WHAT IS REQUIRED:
Write out exactly the line containing "bramble bush. Return only the coordinates." and all lines that come after it in the listing below, through the very last one.

DATA FOR ANALYSIS:
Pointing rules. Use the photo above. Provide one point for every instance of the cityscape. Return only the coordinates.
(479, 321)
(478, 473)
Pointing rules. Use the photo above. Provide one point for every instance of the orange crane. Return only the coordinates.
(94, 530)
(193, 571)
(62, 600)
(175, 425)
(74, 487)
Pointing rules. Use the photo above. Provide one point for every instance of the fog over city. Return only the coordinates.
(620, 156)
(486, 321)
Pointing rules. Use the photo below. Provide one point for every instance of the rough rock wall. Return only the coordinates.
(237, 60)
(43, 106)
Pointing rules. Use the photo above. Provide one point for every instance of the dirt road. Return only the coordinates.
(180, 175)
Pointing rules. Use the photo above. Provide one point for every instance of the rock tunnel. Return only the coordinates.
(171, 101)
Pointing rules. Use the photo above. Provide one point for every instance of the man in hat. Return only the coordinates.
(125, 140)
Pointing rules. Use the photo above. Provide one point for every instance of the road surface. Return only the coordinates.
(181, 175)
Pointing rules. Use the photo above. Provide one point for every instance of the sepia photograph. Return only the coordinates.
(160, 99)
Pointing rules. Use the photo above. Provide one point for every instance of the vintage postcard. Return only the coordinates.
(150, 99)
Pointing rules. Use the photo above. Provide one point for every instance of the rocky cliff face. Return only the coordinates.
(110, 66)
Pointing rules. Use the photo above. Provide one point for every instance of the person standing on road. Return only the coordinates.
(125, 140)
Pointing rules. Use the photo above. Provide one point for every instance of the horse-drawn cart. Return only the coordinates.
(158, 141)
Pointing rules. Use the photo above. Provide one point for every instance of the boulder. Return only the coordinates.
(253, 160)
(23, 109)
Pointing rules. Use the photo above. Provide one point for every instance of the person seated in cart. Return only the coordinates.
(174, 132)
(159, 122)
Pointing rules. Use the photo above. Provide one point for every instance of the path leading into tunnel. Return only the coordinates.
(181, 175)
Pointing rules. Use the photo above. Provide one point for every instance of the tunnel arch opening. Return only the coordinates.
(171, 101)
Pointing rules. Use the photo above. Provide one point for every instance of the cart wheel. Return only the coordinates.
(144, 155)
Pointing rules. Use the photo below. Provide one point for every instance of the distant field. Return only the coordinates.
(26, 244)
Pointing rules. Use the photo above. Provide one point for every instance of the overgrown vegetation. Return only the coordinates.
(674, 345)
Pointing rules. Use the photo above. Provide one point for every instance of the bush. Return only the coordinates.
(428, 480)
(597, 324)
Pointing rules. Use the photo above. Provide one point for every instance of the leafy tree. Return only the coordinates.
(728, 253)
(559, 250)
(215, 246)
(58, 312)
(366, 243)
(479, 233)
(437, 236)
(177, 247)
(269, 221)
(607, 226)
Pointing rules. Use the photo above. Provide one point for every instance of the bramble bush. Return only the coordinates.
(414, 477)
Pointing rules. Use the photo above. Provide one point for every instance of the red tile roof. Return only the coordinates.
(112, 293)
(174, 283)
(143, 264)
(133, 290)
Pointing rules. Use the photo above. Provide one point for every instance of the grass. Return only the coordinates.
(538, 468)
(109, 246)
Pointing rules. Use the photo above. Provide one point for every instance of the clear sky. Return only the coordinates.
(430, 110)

FINISHED TASK:
Pointing rules. Use the photo above. Provide one point for every instance of the bramble bush. Return only the coordinates.
(414, 477)
Pointing rules. Use the photo above. Provide one point for every instance of the red tile roof. Return only the coordinates.
(112, 293)
(174, 283)
(143, 264)
(133, 290)
Pointing rules. Use the photo above. Provide one point for every instance of the grass. Return only the coordinates.
(538, 468)
(109, 246)
Pointing rules. Use the photo above. Provide one point for every instance of the clear sky. Return only the coordinates.
(430, 110)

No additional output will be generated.